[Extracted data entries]
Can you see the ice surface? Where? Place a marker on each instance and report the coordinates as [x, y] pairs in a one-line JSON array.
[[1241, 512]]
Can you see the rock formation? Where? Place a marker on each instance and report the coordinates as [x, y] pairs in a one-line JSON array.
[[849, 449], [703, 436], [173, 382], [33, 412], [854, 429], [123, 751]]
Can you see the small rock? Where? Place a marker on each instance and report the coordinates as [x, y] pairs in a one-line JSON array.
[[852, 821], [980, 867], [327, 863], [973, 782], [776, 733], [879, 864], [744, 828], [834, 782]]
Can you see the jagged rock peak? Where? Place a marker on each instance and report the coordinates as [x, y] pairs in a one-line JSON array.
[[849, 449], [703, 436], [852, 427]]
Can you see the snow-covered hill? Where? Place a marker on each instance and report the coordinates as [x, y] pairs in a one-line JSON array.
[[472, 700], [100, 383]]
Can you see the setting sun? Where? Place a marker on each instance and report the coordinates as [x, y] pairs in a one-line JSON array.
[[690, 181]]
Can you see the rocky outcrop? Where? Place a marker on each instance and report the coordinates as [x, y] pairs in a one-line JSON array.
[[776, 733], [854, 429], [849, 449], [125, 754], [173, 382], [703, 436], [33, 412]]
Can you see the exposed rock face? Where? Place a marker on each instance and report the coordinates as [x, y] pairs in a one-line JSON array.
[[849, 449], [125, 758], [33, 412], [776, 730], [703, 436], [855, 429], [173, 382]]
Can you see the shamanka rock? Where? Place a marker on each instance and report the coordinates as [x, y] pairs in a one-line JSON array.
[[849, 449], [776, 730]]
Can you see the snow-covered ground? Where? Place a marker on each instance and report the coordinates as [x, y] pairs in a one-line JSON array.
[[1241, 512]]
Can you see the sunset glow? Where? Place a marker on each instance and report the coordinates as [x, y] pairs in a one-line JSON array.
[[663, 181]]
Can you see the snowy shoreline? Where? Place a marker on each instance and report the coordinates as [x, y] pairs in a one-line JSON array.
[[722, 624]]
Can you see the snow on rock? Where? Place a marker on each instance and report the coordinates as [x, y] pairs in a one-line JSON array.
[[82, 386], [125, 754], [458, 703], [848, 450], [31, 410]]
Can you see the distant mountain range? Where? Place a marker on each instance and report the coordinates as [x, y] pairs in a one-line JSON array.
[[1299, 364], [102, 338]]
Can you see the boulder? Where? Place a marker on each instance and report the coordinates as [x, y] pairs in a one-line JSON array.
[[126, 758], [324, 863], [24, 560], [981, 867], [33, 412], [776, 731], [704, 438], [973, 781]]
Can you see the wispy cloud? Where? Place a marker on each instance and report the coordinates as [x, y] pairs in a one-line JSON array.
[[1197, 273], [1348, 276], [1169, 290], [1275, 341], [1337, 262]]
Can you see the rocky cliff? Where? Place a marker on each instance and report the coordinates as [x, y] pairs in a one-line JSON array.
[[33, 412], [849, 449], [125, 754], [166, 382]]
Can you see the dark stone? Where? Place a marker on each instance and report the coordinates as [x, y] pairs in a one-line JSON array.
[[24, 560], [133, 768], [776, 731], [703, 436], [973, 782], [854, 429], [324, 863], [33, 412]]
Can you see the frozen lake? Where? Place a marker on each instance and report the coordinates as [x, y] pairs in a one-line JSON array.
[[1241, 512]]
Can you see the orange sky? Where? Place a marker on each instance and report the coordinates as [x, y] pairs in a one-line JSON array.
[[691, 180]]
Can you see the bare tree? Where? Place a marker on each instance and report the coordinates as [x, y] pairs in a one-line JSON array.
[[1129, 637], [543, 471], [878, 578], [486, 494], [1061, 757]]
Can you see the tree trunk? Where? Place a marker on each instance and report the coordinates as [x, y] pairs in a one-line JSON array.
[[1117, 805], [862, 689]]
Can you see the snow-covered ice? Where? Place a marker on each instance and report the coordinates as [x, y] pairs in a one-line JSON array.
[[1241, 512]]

### WRITTEN INSTRUCTION
Repeat every record, keeping each word and mark exactly as it is.

### REPLY TO THE TASK
Can you see the ice surface? Where? Place a marker on each instance and report the coordinates as [x, y] pairs in a one-line JSON array.
[[1241, 512]]
Can you see the rock formation? Where? Place a marker on each instance and report the coordinates as [x, y] pairs in a one-line JSON array.
[[849, 449], [703, 436], [173, 382], [33, 412], [854, 429], [123, 751]]
Can you see the small rock? Where? Place a marker on each instance and report the coordinates as [x, y] pairs in a one-line JSON array.
[[852, 821], [980, 867], [327, 863], [973, 782], [776, 733], [879, 864], [744, 828], [834, 782]]
Can you see the jagged rock peak? Where? Place a marker on each instance and report the coordinates as [x, y] pairs in a one-line JSON array.
[[849, 449], [703, 436], [852, 427]]
Can you see the snow-covered hill? Where? Place a marker on each instance and report the coordinates as [x, y] pairs in a one-line JSON array.
[[472, 700], [100, 383]]
Can you see the setting sun? Where? Place a marker on each instance and report the coordinates as [x, y] pairs in a one-line JSON array.
[[690, 181]]
Can you see the rocky outcrop? Where? Place a marker on each instance and report the coordinates as [x, y] pairs in a one-line JSON array.
[[776, 733], [854, 429], [849, 449], [125, 754], [173, 382], [703, 436], [33, 412]]
Can you see the exposed rock face? Where? Place a marker on each instance and report the coordinates as [x, y] pairs in a one-line JSON array.
[[849, 449], [125, 758], [33, 412], [776, 730], [703, 436], [855, 429], [173, 382]]
Can you see the shamanka rock? Where? Place a marker on each instance and report the coordinates as [x, y] pairs in a one-line JSON array.
[[849, 449], [776, 730]]
Can you see the snow-covered ground? Where? Place a marker on each instance and report the coordinates as [x, y] pairs in a one-line JSON array.
[[1241, 512]]
Can you see the sunset glow? Where? Place a marker on each instance and report the coordinates as [x, y] pairs in a one-line JSON array.
[[663, 181]]
Can you see the snowy shoreline? Where? Place a marker on each instance and report the coordinates as [x, y] pairs in a one-line JSON array.
[[722, 624]]
Can you see the snow on rock? Where? Place a marker on each instance and report the coordinates as [x, y] pairs in a one-line JSON array.
[[82, 386], [125, 754], [458, 703], [848, 450], [31, 410]]
Can you see the distant mountain range? Where? Place a marker on each instance and report the coordinates as [x, y] pairs in a one-line JSON array.
[[1299, 364], [102, 338]]
Can you see the boulder? Where? Place a marker on each instance and report the coordinates as [x, y] pairs in a one-line JSON array.
[[126, 758], [324, 863], [24, 560], [981, 867], [33, 412], [776, 731], [704, 438], [973, 781]]
Can you see the wispy cloud? Where? Place a marker on each instance and report the coordinates as [x, y] pairs in a one-line JSON array.
[[1197, 273], [1348, 276], [1169, 290], [1275, 341], [1337, 262]]
Can you see the rocky cliff? Where? Place a marker on each instance and report the coordinates as [x, y] pairs in a one-line JSON array.
[[33, 412], [849, 449], [125, 754], [166, 382]]
Can you see the dark stone? Where? Place a marker on each instance and report the coordinates as [x, y] pairs in a one-line JSON array.
[[24, 560], [133, 768], [776, 731], [703, 436], [973, 782], [854, 429], [324, 863], [33, 412]]
Can you see the frozen lake? Where? Place a marker on each instance and report the coordinates as [x, y] pairs in a one-line JSON array.
[[1241, 512]]
Can you see the orange sky? Where? Place a marker on each instance and report the coordinates as [x, y] pairs in a one-line JSON array.
[[691, 180]]
Can you see the bare tree? Where? Place a marker on each instance and report the coordinates as [x, y] pairs in a one-line JSON array.
[[1129, 637], [543, 471], [878, 578], [486, 494], [1061, 757]]
Can you see the tree trunk? Where? Place a marker on each instance and report the coordinates as [x, y] pairs in a one-line JSON array.
[[1117, 805], [862, 689]]
Can you see the snow-covered ice? Where? Place a marker on each instance and report the coordinates as [x, y] pairs in a one-line JSON array.
[[1241, 512]]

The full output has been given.